==== SOURCE PASSAGE
Buying a CCHIT-certified program will increasingly simplify the job of funneling patient data into a new system regardless of who’s hosting your program, he adds. Last year, CCHIT enacted standards for interoperability -the ability to exchange data - that call for programs to generate portions of an exportable record summary called the continuity of care document, or CCD. Those subsets now consist of patient demographics, medications, and allergies, with standards for more subsets on the way, says CCHIT spokesman John Morrissey. As of press time, 21 vendors have programs meeting the 2008 CCHIT standards. If you have one of these programs and decide to switch to another vendor in this group, you can export CCDs as “XML” files, according to Kleaveland. As CCHIT standards for interoperability evolve, pulling off such data transfers will become easier, he says.

Help for the older gent

In his Texas practice, Seguro fully adopted the EMR while his four partners didn’t. “Two were older gents who couldn’t get the hang of it,” says Seguro.

Seguro needs to remember the past to avoid repeating it. After all, his current partner, Richard Penrod*, is an older doctor who probably will retire in three years. Penrod isn’t computer illiterate. He uses electronic prescribing software, just as Seguro does. And he’s willing to give an EMR his best shot. But Penrod’s not the geek that Seguro is. So Seguro needs to factor this in lest Penrod becomes frustrated with the EMR and reverts to paper, wrecking the implementation.

Kleaveland recommends that Seguro cut his partner some slack on the often troublesome issue of data entry. “If there’s a choice of method, let Penrod choose what’s easiest for him,” he says. “If he’s used to dictating, let him dictate, and have a clerk copy the transcription into the EMR.”

Rosemarie Nelson suggests that Seguro accommodate Penrod financially as well. “An EMR investment is often calculated over five years,” says Nelson. “If the partner is going to be around for only three more years, maybe he should pay only three-fifths of his normal share of the cost. That will make the partner feel better about the EMR.”

Don’t underestimate the ROI

Seguro wants an EMR that can pay for itself, but he’s not sure he can find one like that. “I’m not convinced that an EMR makes economic sense for a practice like mine.”

Kleaveland thinks Seguro’s expectations are unrealistically low, based on a study published four years ago in the journal Health Affairs of 14 primary-care practices that implemented an EMR. The average practice recovered its costs in 30 months. One reason why was higher coding for 15 percent of office visits, since improved documentation made play-it-safe undercoders more comfortable choosing, say, a 99214 instead of a 99213.

“Assume that a pediatrician sees 6,000 patients a year, and codes 15 percent, or 900, of those higher than he normally would,” says Kleaveland. “If higher codes for those 900 visits boost payment on average by $25, revenue goes up $22,500, or $112,500 over five years.”
========
==== SUPPLIED DATA
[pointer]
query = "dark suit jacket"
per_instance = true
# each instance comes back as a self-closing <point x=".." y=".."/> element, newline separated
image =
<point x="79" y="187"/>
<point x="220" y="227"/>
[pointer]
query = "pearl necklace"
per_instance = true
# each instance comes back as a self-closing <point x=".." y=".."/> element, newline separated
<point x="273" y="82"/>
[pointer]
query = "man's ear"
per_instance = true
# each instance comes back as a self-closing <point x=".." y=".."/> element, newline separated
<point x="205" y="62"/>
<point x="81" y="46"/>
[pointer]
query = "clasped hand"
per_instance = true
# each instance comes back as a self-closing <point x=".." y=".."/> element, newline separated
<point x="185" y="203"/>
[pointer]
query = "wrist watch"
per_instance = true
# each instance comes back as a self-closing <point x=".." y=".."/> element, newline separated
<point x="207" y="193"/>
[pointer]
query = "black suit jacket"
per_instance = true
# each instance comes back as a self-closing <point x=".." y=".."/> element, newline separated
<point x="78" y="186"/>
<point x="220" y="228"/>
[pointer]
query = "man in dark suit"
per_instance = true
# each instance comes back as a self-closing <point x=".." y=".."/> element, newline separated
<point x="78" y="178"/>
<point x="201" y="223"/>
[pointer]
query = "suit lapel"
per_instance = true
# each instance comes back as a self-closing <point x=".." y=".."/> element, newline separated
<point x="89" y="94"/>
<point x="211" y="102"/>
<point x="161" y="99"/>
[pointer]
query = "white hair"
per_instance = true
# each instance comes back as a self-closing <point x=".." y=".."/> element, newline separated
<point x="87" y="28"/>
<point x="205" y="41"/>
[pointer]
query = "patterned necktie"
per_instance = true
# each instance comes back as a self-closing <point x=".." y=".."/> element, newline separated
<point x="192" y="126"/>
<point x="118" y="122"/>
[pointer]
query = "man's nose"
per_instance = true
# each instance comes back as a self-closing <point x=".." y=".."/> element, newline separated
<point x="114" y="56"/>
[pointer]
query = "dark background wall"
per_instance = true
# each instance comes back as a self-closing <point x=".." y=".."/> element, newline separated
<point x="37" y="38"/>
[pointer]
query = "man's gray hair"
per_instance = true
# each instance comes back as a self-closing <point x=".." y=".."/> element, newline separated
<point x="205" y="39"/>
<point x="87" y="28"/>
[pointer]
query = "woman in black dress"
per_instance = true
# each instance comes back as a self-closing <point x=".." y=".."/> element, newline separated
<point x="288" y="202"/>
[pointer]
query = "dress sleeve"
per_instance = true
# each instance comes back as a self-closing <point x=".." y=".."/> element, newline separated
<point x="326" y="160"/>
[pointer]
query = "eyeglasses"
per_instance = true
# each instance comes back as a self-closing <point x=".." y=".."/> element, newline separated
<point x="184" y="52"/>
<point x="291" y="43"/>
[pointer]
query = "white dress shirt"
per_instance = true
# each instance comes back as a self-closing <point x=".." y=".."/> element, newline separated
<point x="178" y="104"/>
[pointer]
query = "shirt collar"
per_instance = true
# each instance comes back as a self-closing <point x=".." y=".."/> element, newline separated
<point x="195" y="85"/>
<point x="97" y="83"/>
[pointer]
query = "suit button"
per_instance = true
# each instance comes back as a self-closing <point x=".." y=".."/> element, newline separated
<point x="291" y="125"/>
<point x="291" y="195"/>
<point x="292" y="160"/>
========
WORK INSTRUCTION 1:
Edit the EMR article: reproduce it starting with "Seguro wants an" and going on through "of a 99213.", substituting "two years" for "30 months".
WORK INSTRUCTION 2:
Answer these questions from the EMR article.
(a) As of press time, how many vendors had programs meeting the 2008 CCHIT standards?
(b) How many more years does Seguro's partner Penrod probably have before he retires?
(c) How many primary-care practices did the Health Affairs study examine?

YOUR RESPONSE 1:
Seguro wants an EMR that can pay for itself, but he’s not sure he can find one like that. “I’m not convinced that an EMR makes economic sense for a practice like mine.”

Kleaveland thinks Seguro’s expectations are unrealistically low, based on a study published four years ago in the journal Health Affairs of 14 primary-care practices that implemented an EMR. The average practice recovered its costs in two years. One reason why was higher coding for 15 percent of office visits, since improved documentation made play-it-safe undercoders more comfortable choosing, say, a 99214 instead of a 99213.

YOUR RESPONSE 2:
(a) 21
(b) Three
(c) 14